Pour de nombreuses librairies, les gains de clientèle et de marges s'opèrent de plus en plus hors les murs. « On s'exporte sur des salons autour de la pop culture », explique Ronan Ninin de la librairie spécialisée en BD Plume et Bulle, à Charleville-Mézières, qui a ajouté quatre salons à la tournée habituelle. Une recette payante puisque le chiffre d'affaires reste en hausse. Mais le libraire, aussi président de l'association des Libraires de l'Est, relève d'autres enjeux structurels. « Certains distributeurs ne mettent pas trop du leur, nous rencontrons toujours des problèmes d'approvisionnement, avec des délais plus longs, et un coût du transport qui a explosé ces dernières années, alors que les remises, elles, n'augmentent pas », énumère-t-il. Du côté des librairies françaises à l'étranger (LFE), la charte signée en décembre 2021 pour que les distributeurs s'engagent à améliorer les conditions de distribution des ouvrages à destination des LFE est une « demi-réussite », selon Isabelle Lemarchand, présidente de l'Association internationale des librairies francophones (AILF). « Elle n'est encore qu'à moitié appliquée, et pas par tous les distributeurs, mais elle a permis d'ouvrir un dialogue », précise la gérante de la librairie La Page, à Londres, qui n'a retrouvé qu'en 2023 son chiffre d'affaires pré-Covid dans un contexte sensible d'inflation et de Brexit.

• Informations extraites
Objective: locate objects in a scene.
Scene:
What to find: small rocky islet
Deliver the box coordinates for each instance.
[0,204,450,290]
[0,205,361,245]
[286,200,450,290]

• Le problème
Répondez à ces questions à partir du texte sur les librairies :
1. Combien de salons Ronan Ninin a-t-il ajoutés à la tournée habituelle ?
2. En quel mois et quelle année la charte concernant les librairies françaises à l'étranger a-t-elle été signée ?
3. En quelle année la librairie La Page a-t-elle retrouvé son chiffre d'affaires pré-Covid ?

• Solution du problème
1. Quatre salons.
2. En décembre 2021.
3. En 2023.